▶ **Direction**: Pull out every line in the entries below that contains the word "knuckle".

▶ **Excerpted records**:

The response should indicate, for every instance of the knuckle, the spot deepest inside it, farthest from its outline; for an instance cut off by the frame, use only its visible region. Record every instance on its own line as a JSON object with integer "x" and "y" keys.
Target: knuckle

* * *

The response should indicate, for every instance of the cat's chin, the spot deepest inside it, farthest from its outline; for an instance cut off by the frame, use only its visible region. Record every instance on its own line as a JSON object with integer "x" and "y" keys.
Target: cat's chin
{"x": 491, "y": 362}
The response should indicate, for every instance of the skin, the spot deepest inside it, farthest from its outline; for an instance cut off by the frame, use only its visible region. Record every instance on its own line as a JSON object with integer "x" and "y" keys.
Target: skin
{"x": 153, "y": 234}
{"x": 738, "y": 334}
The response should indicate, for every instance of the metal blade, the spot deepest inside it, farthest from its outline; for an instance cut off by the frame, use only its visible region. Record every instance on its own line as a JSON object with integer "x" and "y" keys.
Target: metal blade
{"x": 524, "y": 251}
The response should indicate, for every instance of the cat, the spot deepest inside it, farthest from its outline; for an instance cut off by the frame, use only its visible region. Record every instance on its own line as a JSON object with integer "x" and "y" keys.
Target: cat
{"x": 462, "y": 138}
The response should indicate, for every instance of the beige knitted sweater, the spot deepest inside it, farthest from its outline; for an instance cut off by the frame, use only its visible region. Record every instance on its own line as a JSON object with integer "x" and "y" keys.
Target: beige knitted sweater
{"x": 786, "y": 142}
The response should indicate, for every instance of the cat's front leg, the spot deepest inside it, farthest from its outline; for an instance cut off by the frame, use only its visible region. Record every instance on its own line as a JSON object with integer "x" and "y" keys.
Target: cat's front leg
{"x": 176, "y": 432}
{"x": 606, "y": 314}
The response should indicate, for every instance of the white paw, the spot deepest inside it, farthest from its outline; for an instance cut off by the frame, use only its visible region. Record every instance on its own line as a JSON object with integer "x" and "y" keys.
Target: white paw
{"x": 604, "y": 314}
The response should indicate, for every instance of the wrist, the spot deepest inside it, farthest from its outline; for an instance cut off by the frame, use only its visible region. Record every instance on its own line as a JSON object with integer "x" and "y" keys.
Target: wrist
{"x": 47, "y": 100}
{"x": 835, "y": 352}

▶ **The completed task**:
The response should indicate, for every instance of the knuckle, the spot deepest inside it, farthest from its outline; for an instance cut off by the frame, use only its visible region. Record every instance on its own line as a JSON object with integer "x" and "y" keys.
Target: knuckle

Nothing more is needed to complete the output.